**WHAT YOU HAVE TO DO:**
Continue the news article about the water bottling consents appeal from the point where it stops.

**PROVIDED TEXT:**
Māori concerns debated in water bottling consents appeal

DAVID WALKER/Stuff
Thousands of people took to the streets in Christchurch in March 2019 to protest against a Canterbury water bottling plant.

Māori opposed to Christchurch water being bottled and exported seem to have made some headway in the Court of Appeal.

Environment Canterbury (ECan) and two water bottling companies faced repeated questions at a court hearing on Monday about the way concerns of Ngāi Tūāhuriri Rūnanga were taken into account in a resource consent process.

Ngāi Tūāhuriri Rūnanga was not a party to the case but was allowed to make submissions at Aotearoa Water Action’s appeal against a High Court decision that confirmed the consents.

The water action group was set up challenge the consents, and said ECan did not follow the proper process.

READ MORE:
* Appeals against water bottling consents confront Environment Canterbury processes
* North Canterbury residents boiling over water bottling 'opportunity'
* Water bottling industry to face fresh scrutiny under plan to ban new ventures

In a High Court decision in July 2020, Justice Gerald Nation​ dismissed challenges to the way ECan approved applications of water bottlers Cloud Ocean Water and Rapaki Natural Resources.

**RECORDS SHOWN:**
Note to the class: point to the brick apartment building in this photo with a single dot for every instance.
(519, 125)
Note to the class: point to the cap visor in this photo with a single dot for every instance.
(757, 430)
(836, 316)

**SOLVED PROBLEM:**
The judge also said ECan made no error in considering and dealing with the interests of tangata whenua.The court was not asked to decide, and could not decide, whether it was right for New Zealand water to be bottled and sold overseas, he said.

Cloud Ocean bottled water from Christchurch displayed in a Chinese shopping mall, selling for about NZ55c. (File photo)
AMANDA CROPP/Stuff
Cloud Ocean bottled water from Christchurch displayed in a Chinese shopping mall, selling for about NZ55c. (File photo)

At an earlier hearing, the lawyer for the iwi said they were especially concerned that water was leaving their area.

A lawyer for ECan said iwi concerns about water being removed from the area had changed since the the Canterbury regional council processed the resource consents in 2017.

But one of the three Court of Appeal judges, Justice Mark Cooper, on Monday said that if tangata whenua were concerned water was being bottled and leaving the rohe (area), it was an issue potentially relevant to consider.

Philip Maw, representing ECan, said it should have been raised at the time ECan considered the applications.

Maw defended the way ECan advised local iwi of the applications, and took into account issues it thought would concern local Māori.

The Court of Appeal has been told there is a dispute about the way the iwi was advised of the application, and whether the notice of the applications went to the correct person.

The Court of Appeal on Monday reserved its decision on Aotearoa Water Action’s appeal. The hearing began on August 17 but the Covid lockdown delayed the second part of the hearing.

Water bottled by Cloud Ocean at its Christchurch plant. (File photo)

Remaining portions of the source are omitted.